/scrape API
The scrape API allows for getting the contents a page, by specifying selectors you are interested in, and returning a structured JSON response. We also allow for setting a timeout option for asynchronously added elements.
The default behavior is to navigate to the URL specified, wait for the page to load (including parsing and executing of JavaScript), then waiting for the elements for a maximum of 30 seconds. All of these are configurable, and documented in detail below.
At a minimum you'll need to specify at least a url
and an elements
array.
Check out this API schema defined in Swagger.
Basic Usage
Below is the most basic usage, where we'll navigate to the example.com website (waiting for page-load) and parse out all a
elements.
Internally we use document.querySelectorAll
to retrieve all matches on a page. Using a more specific selector can narrow down the returned results.
Get the a elements on example.com
{
"url": "https://example.com/",
"elements": [
{
"selector": "a"
}
]
}
cURL request
curl -X POST \
https://chrome.browserless.io/scrape?token=MY_API_TOKEN \
-H 'Cache-Control: no-cache' \
-H 'Content-Type: application/json' \
-d '{
"url": "https://example.com/",
"elements": [{
"selector": "a"
}]
}'
Once ran, this will return a JSON payload of the following. We return the innerHTML
and innerText
of all matched selectors, as well as all their attributes
. In the case of the above call, this will return:
{
"data": [
{
"selector": "a",
"results": [
{
"html": "More information...",
"text": "More information...",
"attributes": [
{
"name": "href",
"value": "https://www.iana.org/domains/example"
}
]
}
]
}
]
}
Specifying page-load behavior
The scrape API allows for setting specific page-load behaviors by setting a gotoOptions
in the JSON body. This is passed directly into puppeteer's goto()
method.
In the example below, we'll set a waitUntil
property and a timeout
Get the H1 elements on example.com with custom goto options
{
"url": "https://example.com/",
"elements": [
{
"selector": "h1"
}
],
"gotoOptions": {
"timeout": 10000,
"waitUntil": "networkidle2"
}
}
This will now force selectors to be collected after the network has been idle for 2 seconds, and we'll timeout the request after 10 seconds.
== == ==
Directions
Update the scrape API page from the words "At a minimum" through "the returned results.", changing "narrow down" to "limit" and giving that whole part back.

Supplied information
== == ==
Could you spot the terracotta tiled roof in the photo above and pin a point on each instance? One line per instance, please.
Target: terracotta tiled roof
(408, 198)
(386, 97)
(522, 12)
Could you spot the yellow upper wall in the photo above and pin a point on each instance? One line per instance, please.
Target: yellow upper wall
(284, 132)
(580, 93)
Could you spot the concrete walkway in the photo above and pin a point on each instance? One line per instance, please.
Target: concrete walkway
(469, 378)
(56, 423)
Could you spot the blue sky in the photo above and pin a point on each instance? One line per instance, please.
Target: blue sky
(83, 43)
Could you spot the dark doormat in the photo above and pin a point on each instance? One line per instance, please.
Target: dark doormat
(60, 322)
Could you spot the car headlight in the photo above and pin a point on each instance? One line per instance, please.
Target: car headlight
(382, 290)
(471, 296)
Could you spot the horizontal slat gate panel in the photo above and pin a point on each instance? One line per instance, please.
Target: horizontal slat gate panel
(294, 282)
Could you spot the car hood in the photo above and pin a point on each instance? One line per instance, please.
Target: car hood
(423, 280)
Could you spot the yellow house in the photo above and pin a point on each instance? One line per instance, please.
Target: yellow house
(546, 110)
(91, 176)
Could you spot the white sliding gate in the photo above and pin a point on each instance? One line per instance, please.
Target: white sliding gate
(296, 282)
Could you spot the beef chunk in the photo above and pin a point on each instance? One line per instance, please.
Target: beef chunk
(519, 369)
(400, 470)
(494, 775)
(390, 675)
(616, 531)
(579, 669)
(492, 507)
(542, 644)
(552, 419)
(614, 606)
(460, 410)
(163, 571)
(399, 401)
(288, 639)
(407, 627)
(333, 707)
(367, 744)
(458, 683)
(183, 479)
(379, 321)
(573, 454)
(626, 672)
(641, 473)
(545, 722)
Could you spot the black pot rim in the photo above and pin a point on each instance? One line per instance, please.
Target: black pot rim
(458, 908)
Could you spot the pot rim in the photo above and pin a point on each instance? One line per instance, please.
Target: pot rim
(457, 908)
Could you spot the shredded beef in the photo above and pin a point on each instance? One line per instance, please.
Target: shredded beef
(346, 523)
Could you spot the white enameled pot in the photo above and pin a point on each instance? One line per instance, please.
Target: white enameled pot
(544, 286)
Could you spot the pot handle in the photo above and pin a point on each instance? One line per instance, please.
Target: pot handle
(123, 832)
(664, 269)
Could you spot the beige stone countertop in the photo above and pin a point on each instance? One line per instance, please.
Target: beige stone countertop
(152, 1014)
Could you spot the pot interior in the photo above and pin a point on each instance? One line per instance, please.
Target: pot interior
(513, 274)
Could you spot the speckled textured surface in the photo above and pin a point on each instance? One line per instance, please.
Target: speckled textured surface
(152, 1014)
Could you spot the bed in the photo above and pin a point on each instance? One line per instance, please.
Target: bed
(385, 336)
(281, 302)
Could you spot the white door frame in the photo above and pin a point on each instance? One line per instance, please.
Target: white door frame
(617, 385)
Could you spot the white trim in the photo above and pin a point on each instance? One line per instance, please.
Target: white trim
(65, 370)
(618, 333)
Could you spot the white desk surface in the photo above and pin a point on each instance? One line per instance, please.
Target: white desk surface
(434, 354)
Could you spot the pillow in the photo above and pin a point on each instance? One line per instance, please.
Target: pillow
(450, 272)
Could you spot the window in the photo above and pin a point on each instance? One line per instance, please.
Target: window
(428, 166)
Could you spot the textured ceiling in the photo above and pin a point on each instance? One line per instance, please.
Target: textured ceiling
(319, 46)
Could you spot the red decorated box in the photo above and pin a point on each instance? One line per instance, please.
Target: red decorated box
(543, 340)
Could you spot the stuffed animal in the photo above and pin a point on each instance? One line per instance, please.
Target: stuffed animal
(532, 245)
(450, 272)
== == ==
Solution for this exercise
At a minimum you'll need to specify at least a url
and an elements
array.
Check out this API schema defined in Swagger.
Basic Usage
Below is the most basic usage, where we'll navigate to the example.com website (waiting for page-load) and parse out all a
elements.
Internally we use document.querySelectorAll
to retrieve all matches on a page. Using a more specific selector can limit the returned results.